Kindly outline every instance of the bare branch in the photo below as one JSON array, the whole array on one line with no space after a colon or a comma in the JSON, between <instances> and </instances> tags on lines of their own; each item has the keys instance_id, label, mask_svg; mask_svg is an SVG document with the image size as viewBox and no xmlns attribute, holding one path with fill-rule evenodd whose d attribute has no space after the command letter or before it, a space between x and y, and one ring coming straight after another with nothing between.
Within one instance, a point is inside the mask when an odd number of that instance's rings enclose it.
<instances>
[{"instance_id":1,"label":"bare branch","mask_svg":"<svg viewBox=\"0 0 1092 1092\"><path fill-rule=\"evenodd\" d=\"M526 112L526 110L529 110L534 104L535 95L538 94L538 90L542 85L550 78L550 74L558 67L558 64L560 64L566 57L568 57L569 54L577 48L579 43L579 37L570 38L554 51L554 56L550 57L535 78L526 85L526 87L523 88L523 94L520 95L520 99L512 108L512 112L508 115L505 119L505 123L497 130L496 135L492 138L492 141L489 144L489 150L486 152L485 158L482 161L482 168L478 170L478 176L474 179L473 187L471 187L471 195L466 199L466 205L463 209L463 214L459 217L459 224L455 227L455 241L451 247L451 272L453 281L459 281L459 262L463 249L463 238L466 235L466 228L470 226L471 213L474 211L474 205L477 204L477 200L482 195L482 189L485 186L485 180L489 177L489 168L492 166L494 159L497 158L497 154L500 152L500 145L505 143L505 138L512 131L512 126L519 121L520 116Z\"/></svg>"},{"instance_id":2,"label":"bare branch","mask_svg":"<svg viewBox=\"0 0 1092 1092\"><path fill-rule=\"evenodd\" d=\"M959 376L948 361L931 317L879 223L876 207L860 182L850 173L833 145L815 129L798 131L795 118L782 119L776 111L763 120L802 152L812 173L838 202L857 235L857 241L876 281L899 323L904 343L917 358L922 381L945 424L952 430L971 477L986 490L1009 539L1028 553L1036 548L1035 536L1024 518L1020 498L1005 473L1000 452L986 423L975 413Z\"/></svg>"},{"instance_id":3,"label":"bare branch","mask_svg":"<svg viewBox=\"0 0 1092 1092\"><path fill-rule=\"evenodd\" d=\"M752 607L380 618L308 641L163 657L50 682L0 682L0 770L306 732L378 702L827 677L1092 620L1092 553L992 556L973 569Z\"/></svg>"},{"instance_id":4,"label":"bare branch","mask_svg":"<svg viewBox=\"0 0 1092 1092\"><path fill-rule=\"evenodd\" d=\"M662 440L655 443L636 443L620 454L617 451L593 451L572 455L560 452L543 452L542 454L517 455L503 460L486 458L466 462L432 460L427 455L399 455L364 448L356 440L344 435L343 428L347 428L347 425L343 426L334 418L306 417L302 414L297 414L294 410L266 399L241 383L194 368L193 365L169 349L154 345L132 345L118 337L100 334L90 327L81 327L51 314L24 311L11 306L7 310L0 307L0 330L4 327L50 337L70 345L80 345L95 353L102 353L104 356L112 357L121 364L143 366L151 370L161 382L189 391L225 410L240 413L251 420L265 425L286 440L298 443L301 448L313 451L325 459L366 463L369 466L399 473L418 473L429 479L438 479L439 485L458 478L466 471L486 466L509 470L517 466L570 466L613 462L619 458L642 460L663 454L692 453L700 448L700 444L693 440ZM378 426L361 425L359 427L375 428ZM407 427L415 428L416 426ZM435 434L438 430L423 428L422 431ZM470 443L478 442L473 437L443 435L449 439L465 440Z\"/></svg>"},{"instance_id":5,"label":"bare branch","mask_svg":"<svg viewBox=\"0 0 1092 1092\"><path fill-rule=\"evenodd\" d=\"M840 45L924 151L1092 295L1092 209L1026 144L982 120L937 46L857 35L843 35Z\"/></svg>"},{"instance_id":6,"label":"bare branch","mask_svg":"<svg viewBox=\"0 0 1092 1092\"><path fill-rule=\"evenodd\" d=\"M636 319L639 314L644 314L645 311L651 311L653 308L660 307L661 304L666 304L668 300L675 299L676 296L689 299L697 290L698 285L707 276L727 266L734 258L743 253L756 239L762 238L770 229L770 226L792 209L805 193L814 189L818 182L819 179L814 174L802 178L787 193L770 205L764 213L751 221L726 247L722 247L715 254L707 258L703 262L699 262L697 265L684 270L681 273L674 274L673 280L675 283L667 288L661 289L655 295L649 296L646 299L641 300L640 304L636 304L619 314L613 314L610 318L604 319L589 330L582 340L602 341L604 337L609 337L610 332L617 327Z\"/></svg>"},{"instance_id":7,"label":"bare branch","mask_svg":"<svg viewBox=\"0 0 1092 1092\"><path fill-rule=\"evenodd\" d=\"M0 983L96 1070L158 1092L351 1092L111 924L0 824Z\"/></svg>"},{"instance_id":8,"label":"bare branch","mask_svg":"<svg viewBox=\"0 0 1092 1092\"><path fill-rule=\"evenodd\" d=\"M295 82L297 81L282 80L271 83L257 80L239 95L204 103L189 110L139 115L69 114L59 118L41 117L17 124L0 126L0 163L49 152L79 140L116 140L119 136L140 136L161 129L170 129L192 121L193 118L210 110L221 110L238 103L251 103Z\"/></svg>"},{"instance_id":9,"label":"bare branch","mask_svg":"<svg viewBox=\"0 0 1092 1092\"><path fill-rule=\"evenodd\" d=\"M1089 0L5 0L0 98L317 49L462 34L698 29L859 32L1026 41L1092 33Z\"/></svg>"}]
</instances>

---

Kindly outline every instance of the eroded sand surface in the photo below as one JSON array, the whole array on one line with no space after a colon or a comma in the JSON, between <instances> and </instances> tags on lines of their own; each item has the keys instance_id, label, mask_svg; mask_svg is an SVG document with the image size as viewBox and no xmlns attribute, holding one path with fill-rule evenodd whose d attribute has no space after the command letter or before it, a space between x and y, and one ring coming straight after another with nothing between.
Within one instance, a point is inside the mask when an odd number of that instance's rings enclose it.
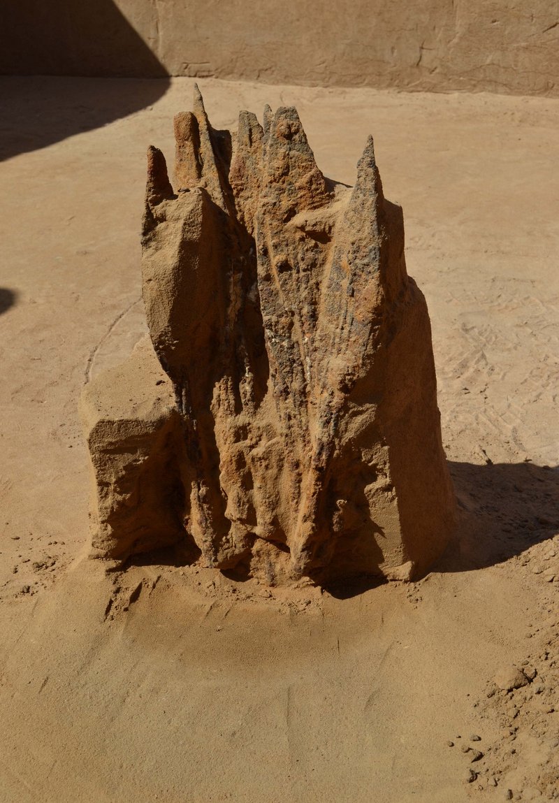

==

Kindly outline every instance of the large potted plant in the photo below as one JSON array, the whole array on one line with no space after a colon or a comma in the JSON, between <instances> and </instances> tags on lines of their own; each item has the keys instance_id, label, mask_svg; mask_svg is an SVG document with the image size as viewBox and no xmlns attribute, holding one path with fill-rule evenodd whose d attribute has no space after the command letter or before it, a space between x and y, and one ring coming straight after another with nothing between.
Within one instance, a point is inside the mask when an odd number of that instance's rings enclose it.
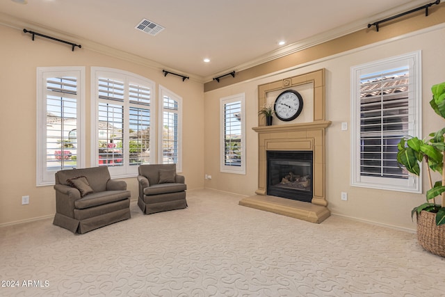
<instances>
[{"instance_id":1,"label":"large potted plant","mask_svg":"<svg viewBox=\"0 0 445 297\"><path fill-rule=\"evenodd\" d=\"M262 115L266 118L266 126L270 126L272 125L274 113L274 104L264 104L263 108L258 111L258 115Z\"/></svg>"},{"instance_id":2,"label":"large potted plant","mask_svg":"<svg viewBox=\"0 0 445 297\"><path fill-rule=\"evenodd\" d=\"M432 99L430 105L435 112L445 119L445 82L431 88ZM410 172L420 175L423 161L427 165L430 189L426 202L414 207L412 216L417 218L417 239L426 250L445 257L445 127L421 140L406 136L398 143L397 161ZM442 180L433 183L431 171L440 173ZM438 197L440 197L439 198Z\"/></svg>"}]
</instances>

## Requirement
Copy out every line of the listing above that contains the string "each", treating uppercase and lowercase letters as distinct.

## Result of this exercise
Kindly outline every instance of the bare branch in the photo below as one JSON array, the whole array on one line with no space after a colon or a comma in the JSON, between <instances> and </instances> tags on lines of their own; each item has the keys instance_id, label, mask_svg; mask_svg is an SVG document with the image size as viewBox and no xmlns attribute, holding one path with fill-rule evenodd whose d attribute has no space after the command letter or before it, a space between x and y, and one ring coming straight after another with nothing between.
Kindly outline every instance of the eroded sand surface in the photo below as one JSON array, the whole array on one line with no space after a colon or a comma in the JSON, between <instances> and </instances> tags on lines of their own; each item has the keys instance_id, label, mask_svg; mask_svg is an SVG document with the image size as viewBox and no xmlns attribute, holding one path with fill-rule evenodd whose d attribute has no space after the command letter or before it, a space between x and y, and one ring coming straight after another with nothing between.
Kindly outline every instance of the large potted plant in the photo below as one JSON array, the whole array on one line with no space after a colon or a comma in the JSON, between <instances> and </instances> tags on lines of their own; each item has the keys instance_id, label, mask_svg; mask_svg is an SVG document with the image size as viewBox and no xmlns attribute, holding one path with fill-rule evenodd whose d attribute has no space after the command letter or before it, a space between x and y, and one ring coming straight after another with nothing between.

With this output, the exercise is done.